Cet ouvrage est vraiment impressionnant au premier abord. En effet, il compte près de 900 pages, fort denses, consacrées à l’élaboration de la législation sur les conventions collectives, en France et en Allemagne, de 1890 à 1918/1919, c’est à dire jusqu’à la loi allemande du 23 décembre 1918 et à la loi française du 25 mars 1919 qui viennent reconnaître ce nouvel instrument juridique, indispensable à la régulation de systèmes économiques de plus en plus complexes.
Cette »histoire croisée« est le résultat de nombreuses recherches menées par Sabine Rudischhauser sur l’histoire du droit social depuis une vingtaine d’années, notamment auprès du centre Marc-Bloch de Berlin et de l’université libre de Bruxelles. Nous avions déjà pu apprécier à plusieurs reprises ses communications dans des colloques et ses contributions à des ouvrages collectifs et cette somme considérable est une synthèse bienvenue sur cette question complexe.

Données:
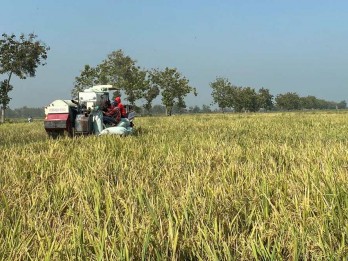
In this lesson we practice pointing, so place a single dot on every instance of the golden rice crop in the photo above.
(205, 187)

Consignes:
**a)** Recopiez la recension de l'ouvrage sur les conventions collectives, du passage allant de « Cet ouvrage est » jusqu'à « en plus complexes. », en rebaptisant « conventions collectives » en « accords collectifs ».
**b)** Répondez à ces questions d'après la recension de l'ouvrage sur les conventions collectives :
(i) Combien de pages compte l'ouvrage ?
(ii) De quelle date est la loi française qui reconnaît les conventions collectives ?
(iii) Depuis combien de temps Sabine Rudischhauser mène-t-elle ses recherches sur l'histoire du droit social ?
**c)** Reprenez la recension de l'ouvrage sur les conventions collectives à la suite de sa dernière phrase et poursuivez-la.

Réponses attendues:
**a)**
Cet ouvrage est vraiment impressionnant au premier abord. En effet, il compte près de 900 pages, fort denses, consacrées à l’élaboration de la législation sur les accords collectifs, en France et en Allemagne, de 1890 à 1918/1919, c’est à dire jusqu’à la loi allemande du 23 décembre 1918 et à la loi française du 25 mars 1919 qui viennent reconnaître ce nouvel instrument juridique, indispensable à la régulation de systèmes économiques de plus en plus complexes.

**b)**
(i) Près de 900 pages.
(ii) Du 25 mars 1919.
(iii) Depuis une vingtaine d'années.

**c)**
Elle nous montre comment les organisations professionnelles ont élaboré ces accords collectifs alors même que la législation ne reconnaissait que les contrats individuels, dans la perspective de protéger le bon fonctionnement du marché libéral contre des tentations corporatistes. Mais le besoin d’une bonne organisation de la concurrence a poussé à la conclusion d’accords tarifaires, notamment dans certaines branches comme le bâtiment, l’imprimerie ou encore le travail à domicile dans le textile. Ces accords n’ont été accueillis que très difficilement par la jurisprudence et la doctrine, attachées aux principes individualistes, et il faudra un long travail législatif pour aboutir à leur reconnaissance formelle.
Cette évolution est analysée en détail dans dix chapitres, partant de l’étude de la jurisprudence des conseils de prud’hommes français et des tribunaux du travail allemands pour présenter ensuite les débats dans les cercles juridiques et notamment dans certaines sociétés savantes, comme la Société d’études législatives. Ces éléments sont tirés de nombreux dossiers d’archives et d’une très vaste bibliographie, fort complète, en dehors peut-être de l’omission de l’une ou l’autre étude de Paul Durand.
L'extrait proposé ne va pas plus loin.